Copy out every one of the following entries with no changes at all.

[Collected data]
..............................
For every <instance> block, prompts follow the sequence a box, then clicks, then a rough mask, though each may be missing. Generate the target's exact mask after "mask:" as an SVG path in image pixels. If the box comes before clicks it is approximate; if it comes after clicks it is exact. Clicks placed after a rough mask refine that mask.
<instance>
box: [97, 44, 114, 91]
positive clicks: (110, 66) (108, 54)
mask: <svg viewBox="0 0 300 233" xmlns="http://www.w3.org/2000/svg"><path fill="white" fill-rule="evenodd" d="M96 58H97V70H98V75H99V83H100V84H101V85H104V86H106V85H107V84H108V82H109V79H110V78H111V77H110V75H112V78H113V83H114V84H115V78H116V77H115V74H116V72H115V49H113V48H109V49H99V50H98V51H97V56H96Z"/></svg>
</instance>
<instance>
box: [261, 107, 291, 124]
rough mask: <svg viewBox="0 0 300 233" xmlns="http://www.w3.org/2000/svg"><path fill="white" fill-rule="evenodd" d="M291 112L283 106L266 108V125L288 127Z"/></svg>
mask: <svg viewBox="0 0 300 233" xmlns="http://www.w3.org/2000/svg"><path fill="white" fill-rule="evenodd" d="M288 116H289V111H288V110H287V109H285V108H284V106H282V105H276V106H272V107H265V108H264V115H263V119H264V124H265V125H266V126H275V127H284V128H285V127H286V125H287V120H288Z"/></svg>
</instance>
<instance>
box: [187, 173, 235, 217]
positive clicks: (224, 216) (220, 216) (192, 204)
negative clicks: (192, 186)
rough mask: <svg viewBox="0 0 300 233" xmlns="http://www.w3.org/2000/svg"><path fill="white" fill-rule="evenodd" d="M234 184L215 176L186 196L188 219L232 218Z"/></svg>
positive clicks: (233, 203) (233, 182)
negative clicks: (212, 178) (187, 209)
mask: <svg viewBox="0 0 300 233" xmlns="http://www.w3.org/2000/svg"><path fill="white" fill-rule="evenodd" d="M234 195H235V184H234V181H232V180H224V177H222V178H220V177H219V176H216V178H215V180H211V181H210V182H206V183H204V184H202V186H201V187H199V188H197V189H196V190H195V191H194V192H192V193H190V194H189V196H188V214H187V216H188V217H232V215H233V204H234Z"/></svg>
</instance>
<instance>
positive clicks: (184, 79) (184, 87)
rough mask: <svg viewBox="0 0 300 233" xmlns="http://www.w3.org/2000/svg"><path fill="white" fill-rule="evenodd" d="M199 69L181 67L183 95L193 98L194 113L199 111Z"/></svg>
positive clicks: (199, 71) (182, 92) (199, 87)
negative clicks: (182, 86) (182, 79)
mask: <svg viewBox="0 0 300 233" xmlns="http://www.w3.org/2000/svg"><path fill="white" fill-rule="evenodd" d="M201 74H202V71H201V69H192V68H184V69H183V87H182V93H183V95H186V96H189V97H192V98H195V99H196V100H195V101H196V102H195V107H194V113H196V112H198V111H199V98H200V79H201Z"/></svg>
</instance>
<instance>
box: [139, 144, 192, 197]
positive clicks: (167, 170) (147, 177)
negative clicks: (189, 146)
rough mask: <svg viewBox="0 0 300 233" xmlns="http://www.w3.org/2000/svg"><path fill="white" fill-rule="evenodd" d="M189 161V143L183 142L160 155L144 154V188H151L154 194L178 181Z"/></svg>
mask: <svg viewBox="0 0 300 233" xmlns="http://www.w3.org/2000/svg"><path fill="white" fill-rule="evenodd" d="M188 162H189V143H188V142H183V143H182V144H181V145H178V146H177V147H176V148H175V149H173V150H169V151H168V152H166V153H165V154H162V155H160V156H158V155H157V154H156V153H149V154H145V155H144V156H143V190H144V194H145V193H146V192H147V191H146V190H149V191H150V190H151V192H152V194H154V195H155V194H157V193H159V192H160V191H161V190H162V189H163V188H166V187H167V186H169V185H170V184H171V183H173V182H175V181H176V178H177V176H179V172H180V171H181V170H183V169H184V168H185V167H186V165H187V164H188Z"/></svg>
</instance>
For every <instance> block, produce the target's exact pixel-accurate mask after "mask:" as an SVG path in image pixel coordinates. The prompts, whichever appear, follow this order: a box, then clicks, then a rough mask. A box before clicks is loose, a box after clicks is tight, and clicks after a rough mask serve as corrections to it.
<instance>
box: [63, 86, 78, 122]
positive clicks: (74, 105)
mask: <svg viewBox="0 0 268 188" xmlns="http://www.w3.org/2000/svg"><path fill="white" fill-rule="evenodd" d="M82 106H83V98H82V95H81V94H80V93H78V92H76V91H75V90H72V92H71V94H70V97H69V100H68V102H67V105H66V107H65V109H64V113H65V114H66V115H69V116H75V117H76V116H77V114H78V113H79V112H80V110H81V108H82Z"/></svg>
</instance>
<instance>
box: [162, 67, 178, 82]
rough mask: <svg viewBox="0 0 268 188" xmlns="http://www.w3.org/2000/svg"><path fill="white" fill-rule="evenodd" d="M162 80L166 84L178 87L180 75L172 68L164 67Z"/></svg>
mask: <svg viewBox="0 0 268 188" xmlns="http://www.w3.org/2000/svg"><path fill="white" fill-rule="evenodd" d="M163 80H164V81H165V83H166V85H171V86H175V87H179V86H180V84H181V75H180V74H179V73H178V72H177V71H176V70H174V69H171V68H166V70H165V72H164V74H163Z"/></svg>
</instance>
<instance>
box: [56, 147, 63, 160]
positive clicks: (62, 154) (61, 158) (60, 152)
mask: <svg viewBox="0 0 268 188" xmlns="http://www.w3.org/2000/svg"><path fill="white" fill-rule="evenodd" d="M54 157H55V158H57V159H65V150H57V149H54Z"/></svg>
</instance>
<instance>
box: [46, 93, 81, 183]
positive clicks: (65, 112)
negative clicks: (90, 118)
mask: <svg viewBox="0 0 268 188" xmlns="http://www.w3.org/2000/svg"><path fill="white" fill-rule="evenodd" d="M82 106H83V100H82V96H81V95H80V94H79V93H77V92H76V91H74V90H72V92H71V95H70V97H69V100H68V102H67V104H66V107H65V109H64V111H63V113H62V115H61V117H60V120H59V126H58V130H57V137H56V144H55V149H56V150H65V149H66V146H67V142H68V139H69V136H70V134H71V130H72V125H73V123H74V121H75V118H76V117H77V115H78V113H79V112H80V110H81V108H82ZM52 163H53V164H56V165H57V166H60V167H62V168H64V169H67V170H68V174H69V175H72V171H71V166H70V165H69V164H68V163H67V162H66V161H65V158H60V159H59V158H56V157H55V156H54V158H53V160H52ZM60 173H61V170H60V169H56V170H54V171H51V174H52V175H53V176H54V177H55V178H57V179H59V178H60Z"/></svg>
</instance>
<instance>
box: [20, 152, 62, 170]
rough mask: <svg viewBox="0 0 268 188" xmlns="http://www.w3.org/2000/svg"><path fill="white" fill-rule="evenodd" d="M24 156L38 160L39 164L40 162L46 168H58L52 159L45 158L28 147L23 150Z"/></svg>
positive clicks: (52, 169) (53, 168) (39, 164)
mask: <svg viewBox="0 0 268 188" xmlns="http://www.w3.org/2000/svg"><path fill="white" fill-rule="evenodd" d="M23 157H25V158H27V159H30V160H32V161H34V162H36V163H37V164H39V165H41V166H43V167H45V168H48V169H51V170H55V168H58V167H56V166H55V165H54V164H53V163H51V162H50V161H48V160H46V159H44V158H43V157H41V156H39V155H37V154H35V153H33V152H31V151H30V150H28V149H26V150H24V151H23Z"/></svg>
..............................
YOUR RESPONSE:
For every <instance> block, prompts follow the sequence a box, then clicks, then a rough mask, though each may be missing. Generate the target's exact mask after "mask:" as an SVG path in image pixels. If the box comes before clicks it is approximate; if it comes after clicks it is exact. Clicks placed after a rough mask refine that mask.
<instance>
box: [97, 44, 114, 91]
positive clicks: (110, 66) (108, 54)
mask: <svg viewBox="0 0 300 233" xmlns="http://www.w3.org/2000/svg"><path fill="white" fill-rule="evenodd" d="M96 58H97V70H98V75H99V83H100V84H101V85H104V86H106V85H107V84H108V82H109V79H110V78H111V77H110V75H112V78H113V83H114V84H115V78H116V77H115V74H116V72H115V49H113V48H109V49H99V50H98V51H97V56H96Z"/></svg>
</instance>
<instance>
box: [261, 107, 291, 124]
rough mask: <svg viewBox="0 0 300 233" xmlns="http://www.w3.org/2000/svg"><path fill="white" fill-rule="evenodd" d="M291 112L283 106L266 108V125L288 127Z"/></svg>
mask: <svg viewBox="0 0 300 233" xmlns="http://www.w3.org/2000/svg"><path fill="white" fill-rule="evenodd" d="M288 116H289V111H288V110H287V109H285V108H284V106H282V105H276V106H272V107H265V108H264V115H263V119H264V124H265V125H266V126H275V127H284V128H285V127H286V125H287V120H288Z"/></svg>
</instance>
<instance>
box: [187, 173, 235, 217]
positive clicks: (224, 216) (220, 216) (192, 204)
negative clicks: (192, 186)
rough mask: <svg viewBox="0 0 300 233" xmlns="http://www.w3.org/2000/svg"><path fill="white" fill-rule="evenodd" d="M234 184L215 176L186 196L188 219L232 218Z"/></svg>
positive clicks: (233, 203) (233, 182)
negative clicks: (212, 178) (187, 209)
mask: <svg viewBox="0 0 300 233" xmlns="http://www.w3.org/2000/svg"><path fill="white" fill-rule="evenodd" d="M234 195H235V184H234V181H232V180H224V177H222V178H220V177H219V176H216V178H215V180H211V181H210V182H206V183H204V184H202V186H201V187H199V188H197V189H196V190H195V191H194V192H192V193H190V194H189V196H188V214H187V216H188V217H232V215H233V204H234Z"/></svg>
</instance>
<instance>
positive clicks: (184, 79) (184, 87)
rough mask: <svg viewBox="0 0 300 233" xmlns="http://www.w3.org/2000/svg"><path fill="white" fill-rule="evenodd" d="M199 69L181 67L183 95L193 98L194 113L199 111Z"/></svg>
positive clicks: (199, 71) (182, 92) (199, 87)
negative clicks: (182, 86) (182, 79)
mask: <svg viewBox="0 0 300 233" xmlns="http://www.w3.org/2000/svg"><path fill="white" fill-rule="evenodd" d="M201 74H202V71H201V69H192V68H184V69H183V87H182V93H183V95H186V96H189V97H192V98H195V99H196V100H195V101H196V102H195V107H194V113H196V112H198V111H199V98H200V79H201Z"/></svg>
</instance>
<instance>
box: [139, 144, 192, 197]
positive clicks: (167, 170) (147, 177)
negative clicks: (189, 146)
rough mask: <svg viewBox="0 0 300 233" xmlns="http://www.w3.org/2000/svg"><path fill="white" fill-rule="evenodd" d="M189 161V143L183 142L160 155L144 154V188H151L154 194L178 181Z"/></svg>
mask: <svg viewBox="0 0 300 233" xmlns="http://www.w3.org/2000/svg"><path fill="white" fill-rule="evenodd" d="M188 162H189V143H188V142H183V143H182V144H181V145H178V146H177V147H176V148H175V149H173V150H169V151H168V152H166V153H165V154H162V155H160V156H158V155H157V154H156V153H149V154H145V155H144V156H143V190H144V194H145V193H146V192H147V191H146V190H149V191H150V190H151V192H152V194H154V195H155V194H157V193H159V192H160V191H161V190H162V189H163V188H166V187H167V186H169V185H170V184H171V183H173V182H175V181H176V178H177V176H179V172H180V171H181V170H183V169H184V168H185V167H186V165H187V164H188Z"/></svg>
</instance>
For every <instance> block, produce the target's exact pixel-accurate mask after "mask:" as an SVG path in image pixel coordinates. The prompts, whichever appear, follow this order: a box, then clicks, then a rough mask. A box before clicks is loose, a box after clicks is tight, and clicks after a rough mask serve as corrections to it.
<instance>
box: [63, 86, 78, 122]
positive clicks: (74, 105)
mask: <svg viewBox="0 0 268 188" xmlns="http://www.w3.org/2000/svg"><path fill="white" fill-rule="evenodd" d="M82 106H83V98H82V95H81V94H80V93H78V92H76V91H75V90H72V92H71V94H70V97H69V100H68V102H67V105H66V107H65V109H64V113H65V114H66V115H69V116H75V117H76V116H77V114H78V113H79V112H80V110H81V108H82Z"/></svg>
</instance>
<instance>
box: [162, 67, 178, 82]
rough mask: <svg viewBox="0 0 268 188" xmlns="http://www.w3.org/2000/svg"><path fill="white" fill-rule="evenodd" d="M162 80L166 84L178 87L180 75L172 68L164 67Z"/></svg>
mask: <svg viewBox="0 0 268 188" xmlns="http://www.w3.org/2000/svg"><path fill="white" fill-rule="evenodd" d="M163 80H164V81H165V83H166V85H171V86H175V87H179V86H180V84H181V75H180V74H179V73H178V72H177V71H176V70H174V69H171V68H166V70H165V72H164V74H163Z"/></svg>
</instance>
<instance>
box: [56, 147, 63, 160]
positive clicks: (62, 154) (61, 158) (60, 152)
mask: <svg viewBox="0 0 268 188" xmlns="http://www.w3.org/2000/svg"><path fill="white" fill-rule="evenodd" d="M54 157H55V158H57V159H65V150H57V149H54Z"/></svg>
</instance>
<instance>
box: [46, 93, 81, 183]
positive clicks: (65, 112)
negative clicks: (90, 118)
mask: <svg viewBox="0 0 268 188" xmlns="http://www.w3.org/2000/svg"><path fill="white" fill-rule="evenodd" d="M82 106H83V100H82V96H81V95H80V94H79V93H77V92H76V91H74V90H72V92H71V95H70V97H69V100H68V102H67V104H66V107H65V109H64V111H63V113H62V115H61V117H60V120H59V126H58V130H57V137H56V144H55V149H56V150H65V149H66V146H67V142H68V139H69V136H70V134H71V130H72V125H73V123H74V121H75V118H76V117H77V115H78V113H79V112H80V110H81V108H82ZM52 163H53V164H56V165H57V166H60V167H62V168H64V169H67V170H68V174H69V175H72V171H71V166H70V165H69V164H68V163H67V162H66V161H65V158H60V159H59V158H56V157H55V156H54V158H53V160H52ZM60 173H61V170H60V169H56V170H54V171H51V174H52V175H53V176H54V177H55V178H57V179H59V178H60Z"/></svg>
</instance>
<instance>
box: [20, 152, 62, 170]
rough mask: <svg viewBox="0 0 268 188" xmlns="http://www.w3.org/2000/svg"><path fill="white" fill-rule="evenodd" d="M24 156L38 160L39 164L40 162L46 168H58L52 159L45 158L28 147L23 150Z"/></svg>
positive clicks: (52, 169) (53, 168) (39, 164)
mask: <svg viewBox="0 0 268 188" xmlns="http://www.w3.org/2000/svg"><path fill="white" fill-rule="evenodd" d="M23 157H25V158H27V159H30V160H32V161H34V162H36V163H37V164H39V165H41V166H43V167H45V168H48V169H51V170H55V168H58V167H56V166H55V165H54V164H53V163H51V162H50V161H48V160H46V159H44V158H43V157H41V156H39V155H37V154H35V153H33V152H31V151H30V150H28V149H26V150H24V151H23Z"/></svg>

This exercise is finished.